▶ Stored items from a collection:
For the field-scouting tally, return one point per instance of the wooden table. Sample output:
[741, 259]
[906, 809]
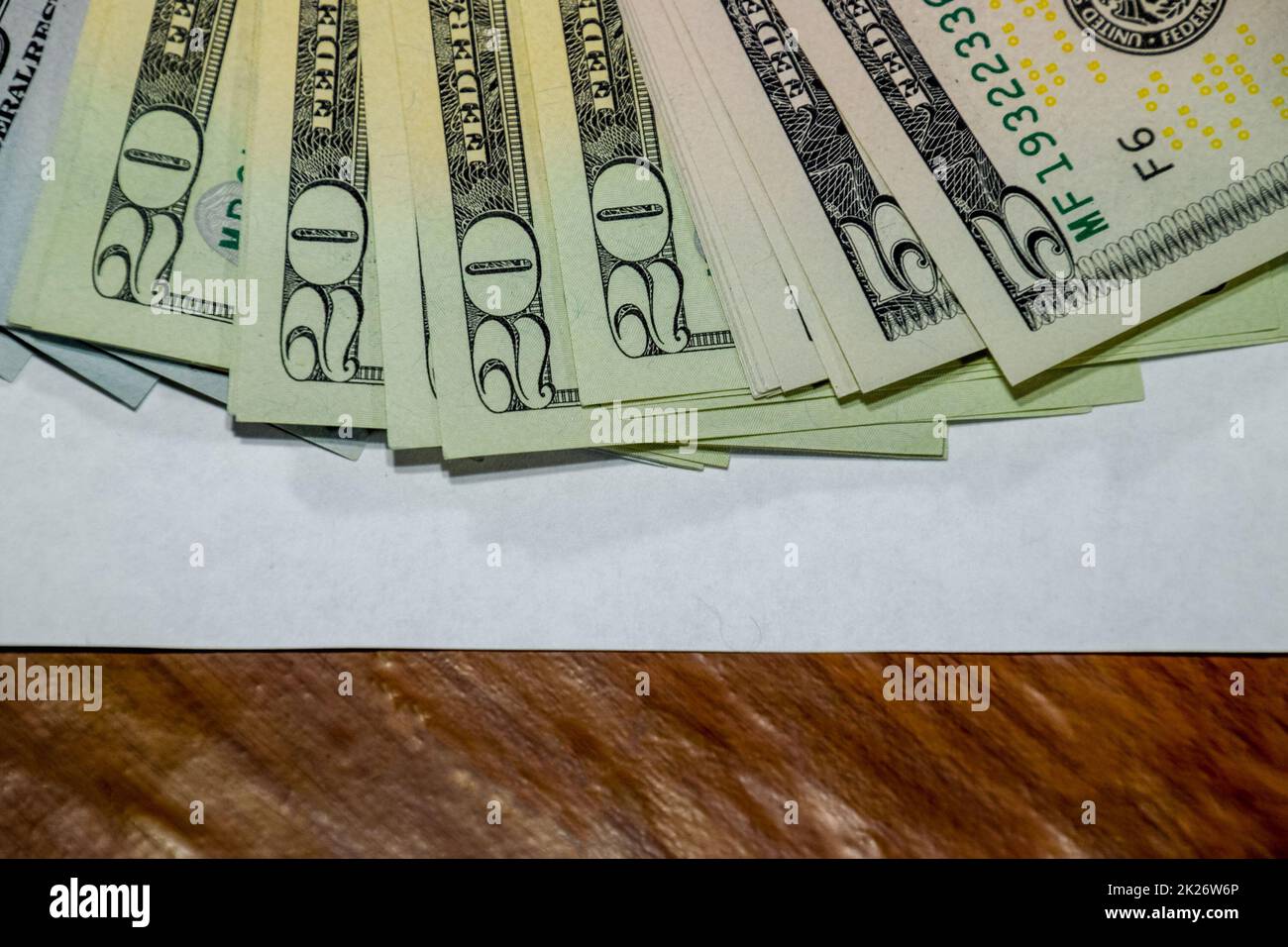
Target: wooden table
[702, 766]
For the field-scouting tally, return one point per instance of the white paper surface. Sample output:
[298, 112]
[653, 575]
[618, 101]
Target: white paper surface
[979, 553]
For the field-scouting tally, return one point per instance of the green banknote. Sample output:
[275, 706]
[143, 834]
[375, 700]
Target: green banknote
[1077, 167]
[502, 365]
[642, 307]
[149, 149]
[313, 354]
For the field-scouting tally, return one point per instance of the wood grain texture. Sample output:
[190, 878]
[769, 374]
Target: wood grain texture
[284, 766]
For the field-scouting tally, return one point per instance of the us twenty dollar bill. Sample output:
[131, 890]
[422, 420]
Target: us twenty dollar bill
[502, 364]
[124, 247]
[643, 309]
[313, 355]
[885, 298]
[1076, 166]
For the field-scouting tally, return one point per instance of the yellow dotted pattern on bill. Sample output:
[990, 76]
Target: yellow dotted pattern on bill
[1222, 84]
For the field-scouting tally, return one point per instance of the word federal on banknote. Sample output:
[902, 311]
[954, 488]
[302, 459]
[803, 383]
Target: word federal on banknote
[1099, 142]
[664, 231]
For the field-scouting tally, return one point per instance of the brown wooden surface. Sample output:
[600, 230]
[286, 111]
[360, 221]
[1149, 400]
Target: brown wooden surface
[584, 767]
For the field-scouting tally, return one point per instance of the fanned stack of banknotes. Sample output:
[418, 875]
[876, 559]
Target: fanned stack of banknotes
[665, 228]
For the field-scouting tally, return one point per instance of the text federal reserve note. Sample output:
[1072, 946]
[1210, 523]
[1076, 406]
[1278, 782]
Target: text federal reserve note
[116, 253]
[1076, 166]
[313, 354]
[502, 361]
[883, 294]
[642, 305]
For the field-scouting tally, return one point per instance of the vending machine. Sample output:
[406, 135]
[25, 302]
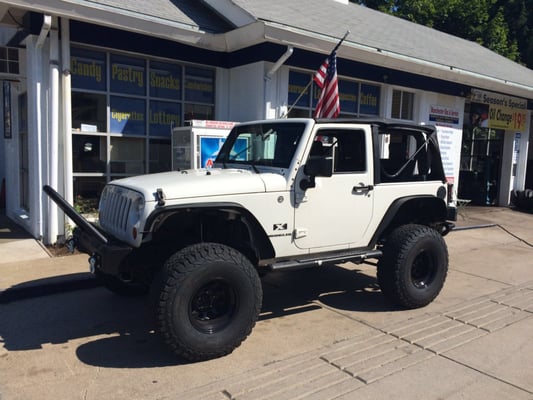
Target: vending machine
[197, 145]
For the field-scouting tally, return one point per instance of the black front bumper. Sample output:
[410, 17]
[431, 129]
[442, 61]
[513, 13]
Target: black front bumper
[106, 253]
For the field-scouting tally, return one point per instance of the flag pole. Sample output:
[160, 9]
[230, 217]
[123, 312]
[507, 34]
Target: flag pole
[311, 81]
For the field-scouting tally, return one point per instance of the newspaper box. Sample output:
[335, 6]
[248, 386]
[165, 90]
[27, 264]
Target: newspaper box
[197, 145]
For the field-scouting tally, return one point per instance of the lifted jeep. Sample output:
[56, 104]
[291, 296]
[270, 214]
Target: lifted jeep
[283, 194]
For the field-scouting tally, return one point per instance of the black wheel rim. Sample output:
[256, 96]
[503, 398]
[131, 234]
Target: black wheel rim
[423, 271]
[212, 307]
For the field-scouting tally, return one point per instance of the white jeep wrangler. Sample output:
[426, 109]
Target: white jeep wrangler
[282, 194]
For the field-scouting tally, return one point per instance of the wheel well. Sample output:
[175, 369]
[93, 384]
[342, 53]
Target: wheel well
[233, 226]
[423, 210]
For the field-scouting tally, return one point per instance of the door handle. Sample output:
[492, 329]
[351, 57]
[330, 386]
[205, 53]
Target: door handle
[363, 189]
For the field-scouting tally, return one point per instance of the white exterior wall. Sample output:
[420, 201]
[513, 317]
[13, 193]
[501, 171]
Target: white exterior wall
[246, 92]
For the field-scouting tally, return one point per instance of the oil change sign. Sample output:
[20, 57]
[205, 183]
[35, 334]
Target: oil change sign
[499, 111]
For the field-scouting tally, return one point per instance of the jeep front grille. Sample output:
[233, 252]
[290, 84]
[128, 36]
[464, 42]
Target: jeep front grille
[115, 207]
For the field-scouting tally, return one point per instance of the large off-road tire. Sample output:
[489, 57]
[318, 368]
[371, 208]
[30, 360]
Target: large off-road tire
[414, 265]
[120, 286]
[210, 298]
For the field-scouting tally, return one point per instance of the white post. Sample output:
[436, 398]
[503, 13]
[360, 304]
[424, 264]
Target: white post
[67, 108]
[53, 143]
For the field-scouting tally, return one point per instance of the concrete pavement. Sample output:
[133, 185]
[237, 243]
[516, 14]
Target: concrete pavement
[326, 333]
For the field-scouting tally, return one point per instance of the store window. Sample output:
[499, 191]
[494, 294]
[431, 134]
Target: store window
[355, 98]
[9, 60]
[123, 110]
[402, 105]
[481, 157]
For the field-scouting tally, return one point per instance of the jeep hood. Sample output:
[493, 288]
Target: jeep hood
[203, 183]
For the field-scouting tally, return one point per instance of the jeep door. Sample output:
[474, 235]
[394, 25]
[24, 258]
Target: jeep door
[337, 211]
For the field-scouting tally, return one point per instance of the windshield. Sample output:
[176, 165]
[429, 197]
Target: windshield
[261, 144]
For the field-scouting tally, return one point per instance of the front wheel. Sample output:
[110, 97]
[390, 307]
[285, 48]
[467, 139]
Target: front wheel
[414, 265]
[209, 301]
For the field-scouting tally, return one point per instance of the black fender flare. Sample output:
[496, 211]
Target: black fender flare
[433, 209]
[259, 237]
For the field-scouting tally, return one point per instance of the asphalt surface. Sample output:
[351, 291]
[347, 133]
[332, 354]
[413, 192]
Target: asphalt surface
[326, 333]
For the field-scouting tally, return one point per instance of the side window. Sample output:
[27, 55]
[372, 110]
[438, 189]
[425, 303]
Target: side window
[346, 146]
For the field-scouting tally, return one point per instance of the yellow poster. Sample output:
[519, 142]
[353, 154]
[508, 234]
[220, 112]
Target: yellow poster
[504, 112]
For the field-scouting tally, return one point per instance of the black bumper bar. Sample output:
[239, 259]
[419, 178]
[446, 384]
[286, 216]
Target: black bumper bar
[107, 253]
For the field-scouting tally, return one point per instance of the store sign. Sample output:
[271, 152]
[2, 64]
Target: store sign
[127, 75]
[199, 85]
[450, 135]
[369, 99]
[498, 111]
[348, 95]
[163, 116]
[443, 115]
[297, 86]
[450, 149]
[128, 115]
[88, 69]
[165, 80]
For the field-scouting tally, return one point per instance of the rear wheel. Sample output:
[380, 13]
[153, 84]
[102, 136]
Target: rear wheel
[209, 301]
[414, 265]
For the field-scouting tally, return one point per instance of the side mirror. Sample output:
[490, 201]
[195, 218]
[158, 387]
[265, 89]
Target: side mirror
[316, 166]
[319, 166]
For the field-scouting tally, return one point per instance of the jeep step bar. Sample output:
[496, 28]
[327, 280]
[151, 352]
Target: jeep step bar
[329, 258]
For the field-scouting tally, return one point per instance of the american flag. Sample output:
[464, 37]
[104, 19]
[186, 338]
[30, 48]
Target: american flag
[328, 105]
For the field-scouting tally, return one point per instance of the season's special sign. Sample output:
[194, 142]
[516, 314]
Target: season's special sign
[498, 111]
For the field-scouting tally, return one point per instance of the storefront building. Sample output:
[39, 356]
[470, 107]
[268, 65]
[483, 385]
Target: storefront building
[91, 94]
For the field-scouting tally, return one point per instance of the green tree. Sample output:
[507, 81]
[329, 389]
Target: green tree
[504, 26]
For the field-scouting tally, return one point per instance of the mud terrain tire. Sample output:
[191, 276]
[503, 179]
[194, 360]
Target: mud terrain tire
[209, 301]
[414, 265]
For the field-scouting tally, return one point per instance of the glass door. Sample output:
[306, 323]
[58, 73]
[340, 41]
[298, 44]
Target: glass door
[481, 154]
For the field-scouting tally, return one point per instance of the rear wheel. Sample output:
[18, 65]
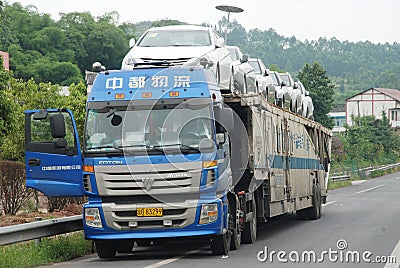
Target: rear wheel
[106, 249]
[249, 233]
[235, 226]
[315, 211]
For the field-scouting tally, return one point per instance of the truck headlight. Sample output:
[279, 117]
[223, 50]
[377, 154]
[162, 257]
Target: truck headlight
[209, 213]
[92, 218]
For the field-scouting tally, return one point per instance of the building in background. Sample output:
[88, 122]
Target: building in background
[374, 101]
[6, 60]
[338, 115]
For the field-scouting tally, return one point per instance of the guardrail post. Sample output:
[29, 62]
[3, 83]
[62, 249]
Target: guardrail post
[38, 240]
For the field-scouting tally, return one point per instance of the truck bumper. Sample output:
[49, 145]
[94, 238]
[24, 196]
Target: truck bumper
[194, 229]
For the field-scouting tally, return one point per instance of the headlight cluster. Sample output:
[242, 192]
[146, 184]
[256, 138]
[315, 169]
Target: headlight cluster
[209, 213]
[92, 218]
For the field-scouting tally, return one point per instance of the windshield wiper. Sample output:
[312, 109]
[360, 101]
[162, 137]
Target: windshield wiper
[105, 147]
[181, 146]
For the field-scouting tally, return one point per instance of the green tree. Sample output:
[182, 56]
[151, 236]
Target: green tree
[371, 140]
[321, 91]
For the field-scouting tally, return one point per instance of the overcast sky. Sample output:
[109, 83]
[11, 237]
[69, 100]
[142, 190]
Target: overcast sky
[355, 20]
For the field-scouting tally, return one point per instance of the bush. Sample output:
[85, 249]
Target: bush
[72, 204]
[13, 193]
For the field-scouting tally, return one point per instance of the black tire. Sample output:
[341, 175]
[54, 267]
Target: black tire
[249, 234]
[235, 227]
[106, 249]
[220, 244]
[313, 212]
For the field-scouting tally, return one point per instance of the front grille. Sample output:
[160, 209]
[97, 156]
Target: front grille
[121, 216]
[148, 179]
[167, 212]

▶ YOUR INSTRUCTIONS: Reproduce exactly the lines from the one containing "of the headlight" through the last line of the records above, including both, and nothing else.

▶ THE REPLY:
For the field-scouting tally, return one point per instance of the headlight cluster. Sample output:
[242, 192]
[146, 184]
[256, 138]
[315, 169]
Target: headlight cluster
[209, 213]
[92, 218]
For the field-scouting tally, return one point per instance of the windshield wiper. Sample output:
[312, 109]
[360, 101]
[162, 137]
Target: windshield wiper
[105, 147]
[181, 146]
For the field-scouting tally, return one point per instance of the green tree. Sample output:
[182, 56]
[151, 236]
Target: green tree
[371, 140]
[321, 91]
For the field-scouting tally, return one point per instance of the overcast sky. Sample output:
[109, 83]
[11, 237]
[69, 100]
[142, 190]
Target: overcast sky
[355, 20]
For the field-scouting tally, return one point per instance of the bush. Sample output:
[85, 249]
Target: bush
[72, 204]
[13, 193]
For the field-scouting tally, return one point per instance of the black tire. Sample output:
[341, 175]
[54, 267]
Target: black tire
[249, 234]
[235, 227]
[106, 249]
[220, 244]
[313, 212]
For the field-scouting tally, return one point per instance of the front grille. Sample output:
[160, 209]
[97, 156]
Target: front grille
[121, 216]
[148, 179]
[167, 212]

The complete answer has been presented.